§ JOB
Show every line of the material below that contains the string "woman", treating uppercase and lowercase as different.

Labeled shape records:
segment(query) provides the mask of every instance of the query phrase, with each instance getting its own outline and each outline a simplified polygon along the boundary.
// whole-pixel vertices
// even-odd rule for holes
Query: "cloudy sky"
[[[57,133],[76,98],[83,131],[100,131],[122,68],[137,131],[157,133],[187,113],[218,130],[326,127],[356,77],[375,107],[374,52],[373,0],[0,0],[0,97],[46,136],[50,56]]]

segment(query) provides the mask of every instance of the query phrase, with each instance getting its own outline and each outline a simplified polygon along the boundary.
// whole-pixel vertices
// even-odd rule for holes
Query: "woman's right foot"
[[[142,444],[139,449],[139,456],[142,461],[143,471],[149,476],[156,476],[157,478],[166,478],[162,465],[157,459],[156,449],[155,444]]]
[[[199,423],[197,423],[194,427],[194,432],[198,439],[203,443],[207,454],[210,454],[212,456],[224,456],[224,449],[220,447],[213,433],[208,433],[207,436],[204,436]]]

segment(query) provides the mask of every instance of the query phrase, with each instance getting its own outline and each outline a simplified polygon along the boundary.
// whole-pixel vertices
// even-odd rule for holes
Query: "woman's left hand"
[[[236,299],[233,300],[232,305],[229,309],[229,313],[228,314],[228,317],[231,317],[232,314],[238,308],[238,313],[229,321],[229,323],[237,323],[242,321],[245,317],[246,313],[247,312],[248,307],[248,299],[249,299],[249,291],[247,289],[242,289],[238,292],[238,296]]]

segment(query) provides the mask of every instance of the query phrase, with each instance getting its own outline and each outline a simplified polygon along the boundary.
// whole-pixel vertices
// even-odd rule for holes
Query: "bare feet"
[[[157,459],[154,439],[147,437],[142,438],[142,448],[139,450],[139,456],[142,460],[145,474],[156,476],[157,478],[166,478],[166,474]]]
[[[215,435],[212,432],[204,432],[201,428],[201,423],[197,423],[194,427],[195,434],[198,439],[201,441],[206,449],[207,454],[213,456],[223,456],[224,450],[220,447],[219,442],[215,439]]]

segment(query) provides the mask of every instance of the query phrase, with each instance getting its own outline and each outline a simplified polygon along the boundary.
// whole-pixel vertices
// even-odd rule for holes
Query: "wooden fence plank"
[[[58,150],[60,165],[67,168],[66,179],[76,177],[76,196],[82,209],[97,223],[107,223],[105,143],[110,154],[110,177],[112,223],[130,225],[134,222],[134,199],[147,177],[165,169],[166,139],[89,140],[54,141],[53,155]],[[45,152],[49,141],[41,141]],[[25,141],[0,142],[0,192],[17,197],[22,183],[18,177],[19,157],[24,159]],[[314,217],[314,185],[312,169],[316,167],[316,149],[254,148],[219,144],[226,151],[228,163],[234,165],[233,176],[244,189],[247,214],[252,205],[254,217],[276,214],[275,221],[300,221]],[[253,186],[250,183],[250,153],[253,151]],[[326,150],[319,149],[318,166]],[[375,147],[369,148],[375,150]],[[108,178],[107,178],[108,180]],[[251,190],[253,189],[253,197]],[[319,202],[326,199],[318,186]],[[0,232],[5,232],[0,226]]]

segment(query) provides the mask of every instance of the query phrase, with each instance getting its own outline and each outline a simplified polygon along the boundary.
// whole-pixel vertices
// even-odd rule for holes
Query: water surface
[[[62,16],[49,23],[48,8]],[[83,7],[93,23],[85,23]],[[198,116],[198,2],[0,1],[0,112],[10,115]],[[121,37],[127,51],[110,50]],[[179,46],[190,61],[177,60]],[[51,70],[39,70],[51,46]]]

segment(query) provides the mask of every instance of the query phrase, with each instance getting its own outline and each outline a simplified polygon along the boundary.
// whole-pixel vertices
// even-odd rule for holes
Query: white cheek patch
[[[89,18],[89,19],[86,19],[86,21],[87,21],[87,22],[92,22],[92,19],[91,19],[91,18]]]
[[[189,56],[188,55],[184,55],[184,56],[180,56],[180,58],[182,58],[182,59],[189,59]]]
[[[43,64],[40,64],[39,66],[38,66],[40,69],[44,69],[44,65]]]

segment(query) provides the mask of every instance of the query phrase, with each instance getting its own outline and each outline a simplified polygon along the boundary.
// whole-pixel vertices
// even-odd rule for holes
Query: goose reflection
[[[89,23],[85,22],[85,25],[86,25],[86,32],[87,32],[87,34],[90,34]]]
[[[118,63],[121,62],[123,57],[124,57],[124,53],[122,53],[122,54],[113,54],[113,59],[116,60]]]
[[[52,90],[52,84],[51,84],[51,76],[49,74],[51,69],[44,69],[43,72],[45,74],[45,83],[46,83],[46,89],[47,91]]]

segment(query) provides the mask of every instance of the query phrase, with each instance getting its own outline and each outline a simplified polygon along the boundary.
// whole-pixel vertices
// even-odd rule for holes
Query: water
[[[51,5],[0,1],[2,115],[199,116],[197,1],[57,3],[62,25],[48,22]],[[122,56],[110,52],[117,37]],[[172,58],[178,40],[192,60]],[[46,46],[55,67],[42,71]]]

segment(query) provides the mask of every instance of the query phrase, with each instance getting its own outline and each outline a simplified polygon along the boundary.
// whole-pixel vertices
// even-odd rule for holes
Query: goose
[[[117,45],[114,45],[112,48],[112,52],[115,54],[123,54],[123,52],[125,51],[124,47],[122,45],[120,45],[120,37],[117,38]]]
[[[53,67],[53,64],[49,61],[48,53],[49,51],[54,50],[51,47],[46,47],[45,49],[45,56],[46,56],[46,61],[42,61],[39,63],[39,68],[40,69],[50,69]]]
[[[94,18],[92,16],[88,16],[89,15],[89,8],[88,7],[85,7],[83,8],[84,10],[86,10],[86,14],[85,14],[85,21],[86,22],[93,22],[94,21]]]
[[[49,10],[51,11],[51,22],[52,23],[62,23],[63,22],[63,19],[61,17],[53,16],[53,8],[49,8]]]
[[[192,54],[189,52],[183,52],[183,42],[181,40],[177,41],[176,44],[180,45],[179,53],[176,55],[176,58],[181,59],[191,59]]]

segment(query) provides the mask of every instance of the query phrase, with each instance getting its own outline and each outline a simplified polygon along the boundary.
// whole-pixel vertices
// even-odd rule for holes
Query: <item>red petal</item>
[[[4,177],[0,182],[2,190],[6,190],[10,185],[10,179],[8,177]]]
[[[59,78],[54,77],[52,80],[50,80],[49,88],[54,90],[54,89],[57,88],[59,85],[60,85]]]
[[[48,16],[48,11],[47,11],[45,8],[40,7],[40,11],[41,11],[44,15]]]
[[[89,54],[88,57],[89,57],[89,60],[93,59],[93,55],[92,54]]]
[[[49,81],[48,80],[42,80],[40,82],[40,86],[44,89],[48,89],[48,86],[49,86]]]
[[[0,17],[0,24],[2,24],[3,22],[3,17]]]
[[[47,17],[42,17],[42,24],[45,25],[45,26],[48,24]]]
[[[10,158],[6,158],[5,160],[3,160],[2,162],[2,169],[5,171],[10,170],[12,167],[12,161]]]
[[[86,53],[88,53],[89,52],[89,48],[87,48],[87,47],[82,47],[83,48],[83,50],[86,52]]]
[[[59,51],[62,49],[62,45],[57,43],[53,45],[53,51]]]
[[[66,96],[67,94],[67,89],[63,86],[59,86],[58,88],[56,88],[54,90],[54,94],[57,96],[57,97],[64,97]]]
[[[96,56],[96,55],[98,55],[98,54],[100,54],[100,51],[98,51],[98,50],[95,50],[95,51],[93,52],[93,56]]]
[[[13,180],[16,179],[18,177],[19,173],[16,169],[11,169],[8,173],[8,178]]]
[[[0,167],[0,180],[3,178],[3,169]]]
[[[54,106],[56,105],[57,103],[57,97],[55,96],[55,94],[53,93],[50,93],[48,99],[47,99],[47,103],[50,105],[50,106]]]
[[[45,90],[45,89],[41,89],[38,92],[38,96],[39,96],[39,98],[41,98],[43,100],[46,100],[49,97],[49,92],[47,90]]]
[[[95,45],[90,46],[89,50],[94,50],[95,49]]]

§ TASK RESULT
Query: "woman's right foot"
Query: "woman's left hand"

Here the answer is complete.